— START SELECTED EXCERPT —

Explanation for MATLAB floating point number calculation?

152 Views Asked by At

I am a beginner studying scientific computation, more specifically floating point numbers and precision in matlab. When testing the outputs of 2 of the following equations, I am not sure how matlab computed the results and why it is computed this way.

    y = @(x) (exp(x)-1-x)/x^2; 
    z = @(x) (exp(x)-x-1)/x^2; 
    x = 1e-10; 
    fprintf(’x=%.5e\n  y=%.5e\n  z=%.5e\n’, x, y(x), z(x))

Result:
x=1.00000e-10
y=8.27404e+02
z=0.00000e+00

As you can see, the only difference between y and z is that the numerator's order placement changed from $\exp(x)-1-x$ to $\exp(x)-x-1$. Is subtraction not being associative the reason why the result of y and z are different?
Why is z's result exactly 0 instead of a precise number? Is it because matlab's double precision arithmetic rounded it to 0?

Any clarification would be appreciated.

2

There are 2 best solutions below

0
On

$x=10^{-10}$ has a "filled" mantissa in the binary floating-point encoding, as it is not a power of $2$.

As $x^2=10^{-20}$ is zero relative to $1$ in floating point precision, $\exp(x)$ is $1+x$ rounded to floating point precision (or 1 ulp larger - unit-in-the-last-place).

$\exp(x)-1$ returns thus a truncated version of $x$, essentially its leading 5 or 6 digits. Consequently $(\exp(x)-1)-x$ will return the remainder of $x$ to this truncation.

In $(\exp(x)-x)-1$ the floating point errors are undone in the reverse order that they were introduced, so the result is zero (remember that $\exp(x)=1+x$ at this level).

— END SELECTED EXCERPT —
— START DATASET RECORDS —

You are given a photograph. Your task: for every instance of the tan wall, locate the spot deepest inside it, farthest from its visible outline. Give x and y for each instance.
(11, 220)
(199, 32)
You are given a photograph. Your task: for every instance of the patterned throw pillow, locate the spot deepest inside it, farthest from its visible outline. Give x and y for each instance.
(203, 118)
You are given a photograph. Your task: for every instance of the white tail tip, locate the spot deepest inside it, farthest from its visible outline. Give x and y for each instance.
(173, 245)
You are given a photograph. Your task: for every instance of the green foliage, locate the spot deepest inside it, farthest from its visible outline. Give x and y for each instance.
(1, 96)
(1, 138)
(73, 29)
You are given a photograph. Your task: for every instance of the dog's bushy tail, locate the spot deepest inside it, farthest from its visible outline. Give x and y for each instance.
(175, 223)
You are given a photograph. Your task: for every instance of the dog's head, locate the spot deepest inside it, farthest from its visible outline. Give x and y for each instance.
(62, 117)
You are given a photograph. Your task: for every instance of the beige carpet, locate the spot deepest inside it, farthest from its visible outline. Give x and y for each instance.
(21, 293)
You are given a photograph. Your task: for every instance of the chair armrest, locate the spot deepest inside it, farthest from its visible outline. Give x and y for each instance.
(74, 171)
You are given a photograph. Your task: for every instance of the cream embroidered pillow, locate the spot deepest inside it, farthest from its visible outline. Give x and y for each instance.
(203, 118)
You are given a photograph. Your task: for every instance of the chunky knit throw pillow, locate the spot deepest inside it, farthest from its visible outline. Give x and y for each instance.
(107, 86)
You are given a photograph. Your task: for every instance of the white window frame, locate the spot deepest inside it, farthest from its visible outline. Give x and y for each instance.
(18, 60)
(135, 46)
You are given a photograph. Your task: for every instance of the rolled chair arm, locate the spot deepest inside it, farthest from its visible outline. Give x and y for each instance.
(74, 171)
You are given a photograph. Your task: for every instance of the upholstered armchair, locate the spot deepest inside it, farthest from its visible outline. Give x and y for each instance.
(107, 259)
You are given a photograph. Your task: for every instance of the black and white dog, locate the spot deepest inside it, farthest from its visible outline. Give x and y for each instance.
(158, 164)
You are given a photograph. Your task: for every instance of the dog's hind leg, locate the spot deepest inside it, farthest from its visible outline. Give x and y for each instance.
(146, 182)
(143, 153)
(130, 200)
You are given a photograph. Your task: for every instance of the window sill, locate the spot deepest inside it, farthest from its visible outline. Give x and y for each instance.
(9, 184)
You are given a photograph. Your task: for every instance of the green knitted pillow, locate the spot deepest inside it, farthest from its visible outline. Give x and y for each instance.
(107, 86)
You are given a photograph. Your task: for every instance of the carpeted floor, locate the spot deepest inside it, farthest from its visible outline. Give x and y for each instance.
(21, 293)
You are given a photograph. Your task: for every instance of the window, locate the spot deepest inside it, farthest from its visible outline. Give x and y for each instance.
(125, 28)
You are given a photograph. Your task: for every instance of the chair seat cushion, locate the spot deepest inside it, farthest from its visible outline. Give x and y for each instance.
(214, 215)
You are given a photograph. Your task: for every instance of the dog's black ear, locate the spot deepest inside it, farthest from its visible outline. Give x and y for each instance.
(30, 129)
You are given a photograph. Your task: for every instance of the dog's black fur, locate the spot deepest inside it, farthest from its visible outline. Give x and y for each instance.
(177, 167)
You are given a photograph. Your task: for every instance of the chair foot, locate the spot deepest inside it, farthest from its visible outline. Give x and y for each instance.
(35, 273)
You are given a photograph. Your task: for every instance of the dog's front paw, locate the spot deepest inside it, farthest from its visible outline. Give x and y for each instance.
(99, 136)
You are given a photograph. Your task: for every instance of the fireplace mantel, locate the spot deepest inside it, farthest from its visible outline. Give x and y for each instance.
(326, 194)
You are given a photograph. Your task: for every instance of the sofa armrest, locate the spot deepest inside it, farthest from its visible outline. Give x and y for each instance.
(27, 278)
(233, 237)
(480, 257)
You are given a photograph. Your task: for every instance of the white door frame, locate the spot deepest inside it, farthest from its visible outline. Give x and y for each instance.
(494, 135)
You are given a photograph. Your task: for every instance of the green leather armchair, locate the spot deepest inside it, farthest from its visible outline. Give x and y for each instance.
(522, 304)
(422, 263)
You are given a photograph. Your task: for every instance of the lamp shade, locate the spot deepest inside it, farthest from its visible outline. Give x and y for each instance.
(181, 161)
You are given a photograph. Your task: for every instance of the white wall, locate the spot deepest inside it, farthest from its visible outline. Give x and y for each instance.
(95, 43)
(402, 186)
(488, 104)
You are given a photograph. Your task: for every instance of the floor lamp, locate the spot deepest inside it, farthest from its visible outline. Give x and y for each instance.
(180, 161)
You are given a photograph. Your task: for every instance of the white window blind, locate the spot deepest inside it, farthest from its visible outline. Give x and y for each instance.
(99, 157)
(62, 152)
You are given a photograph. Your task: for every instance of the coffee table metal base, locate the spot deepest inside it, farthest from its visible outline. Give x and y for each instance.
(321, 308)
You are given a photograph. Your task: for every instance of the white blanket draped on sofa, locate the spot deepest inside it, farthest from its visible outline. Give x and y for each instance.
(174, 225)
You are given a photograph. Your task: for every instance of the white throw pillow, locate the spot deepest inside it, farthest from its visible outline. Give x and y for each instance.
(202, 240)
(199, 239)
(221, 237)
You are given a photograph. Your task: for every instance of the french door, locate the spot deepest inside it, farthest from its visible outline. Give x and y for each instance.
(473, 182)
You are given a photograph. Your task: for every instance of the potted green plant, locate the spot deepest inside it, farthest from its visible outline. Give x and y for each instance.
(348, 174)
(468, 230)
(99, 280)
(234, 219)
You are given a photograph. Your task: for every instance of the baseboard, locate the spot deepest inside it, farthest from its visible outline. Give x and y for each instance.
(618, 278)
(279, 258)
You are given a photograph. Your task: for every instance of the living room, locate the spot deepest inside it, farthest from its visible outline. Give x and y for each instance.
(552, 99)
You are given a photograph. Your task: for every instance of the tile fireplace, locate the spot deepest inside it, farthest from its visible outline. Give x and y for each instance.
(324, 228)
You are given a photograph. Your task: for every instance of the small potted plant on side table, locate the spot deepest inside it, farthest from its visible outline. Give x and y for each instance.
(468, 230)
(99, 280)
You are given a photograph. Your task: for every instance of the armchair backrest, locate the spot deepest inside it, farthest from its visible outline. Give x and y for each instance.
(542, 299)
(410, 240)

— END DATASET RECORDS —

• _SET TASK A_
List the three printed values shown under "Result:" in the MATLAB floating-point thread.
• _SET TASK B_
Answer these questions from the MATLAB floating-point thread, one line each:
(i) What value is assigned to x in the code?
(ii) According to the reply, why does $x=10^{-10}$ have a "filled" mantissa in binary floating-point encoding?
(iii) According to the reply, how many leading digits of $x$ does $\exp(x)-1$ essentially keep?
• _SET TASK C_
Write a continuation of the MATLAB floating-point thread, picking up after its final sentence.

• _EXERCISE ANSWER A_
x=1.00000e-10
y=8.27404e+02
z=0.00000e+00

• _EXERCISE ANSWER B_
(i) 1e-10
(ii) Because it is not a power of 2.
(iii) Its leading 5 or 6 digits.

• _EXERCISE ANSWER C_
5
On

First let's see what the answer should have been if all calculations were performed on exact real numbers (that is, with infinite precision and no roundoff):

\begin{align} \exp(x) &= 1 + \frac{x}{1!} + \frac{x^2}{2!} + \frac{x^3}{3!} + \frac{x^4}{4!} + \cdots. \\ \exp(x) - 1 - x &= \frac{x^2}{2!} + \frac{x^3}{3!} + \frac{x^4}{4!} + \cdots. \\ \frac{\exp(x)-1-x}{x^2} &= \frac{1}{2!} + \frac{x}{3!} + \frac{x^2}{4!} + \cdots \\ &= \frac12 + \frac16x + \frac1{24}x^2 + \cdots. \end{align}

So for very small $x$ we would get a result close to $\frac12,$ unlike either of the calculations MATLAB performed for you.

Working through what is apparently happening, we start with $\exp(x),$ which is very close to $1 + x$ for small $x$. Given the limited precision of a double-precision number, for small enough $x$ the remaining terms of the series ($\frac12 x^2$ and smaller terms) are unlikely to make any difference in what number finally is stored. But what is more important, the double-precision number is not even capable of representing $1 + x$ very well.

The number $x = 10^{-10}$ is not exactly representable in double precision, and the computer ends up using all the bits of precision it has in order to represent it as closely as possible. But when we add $x$ to $1,$ we have to shift the mantissa of $x$ to the right in order to add it to the mantissa of $1,$ and when we put the result back into a double-precision number we lose several bits of precision.

Likewise when we put $\exp(x)$ into a double-precision number, where $x = 10^{-10}$, we lose much of the precision of the $x$ term of the series and essentially all of the precision of the remaining terms. The result is $1 + x + \delta = 1.0000000001 + \delta,$ where the roundoff error $\delta$ is something on the order of $\pm 10^{-16}.$


So what happens when we try to compute $y$?

We subtract $1,$ and end up with $10^{-10} + \delta,$ where $\delta$ is still on the order of $\pm 10^{-16}.$ That is, instead of the usual $17$ bits (approximately) of decimal precision we enjoy in double-precision floating point numbers, we may have as little as $7$ bits of precision.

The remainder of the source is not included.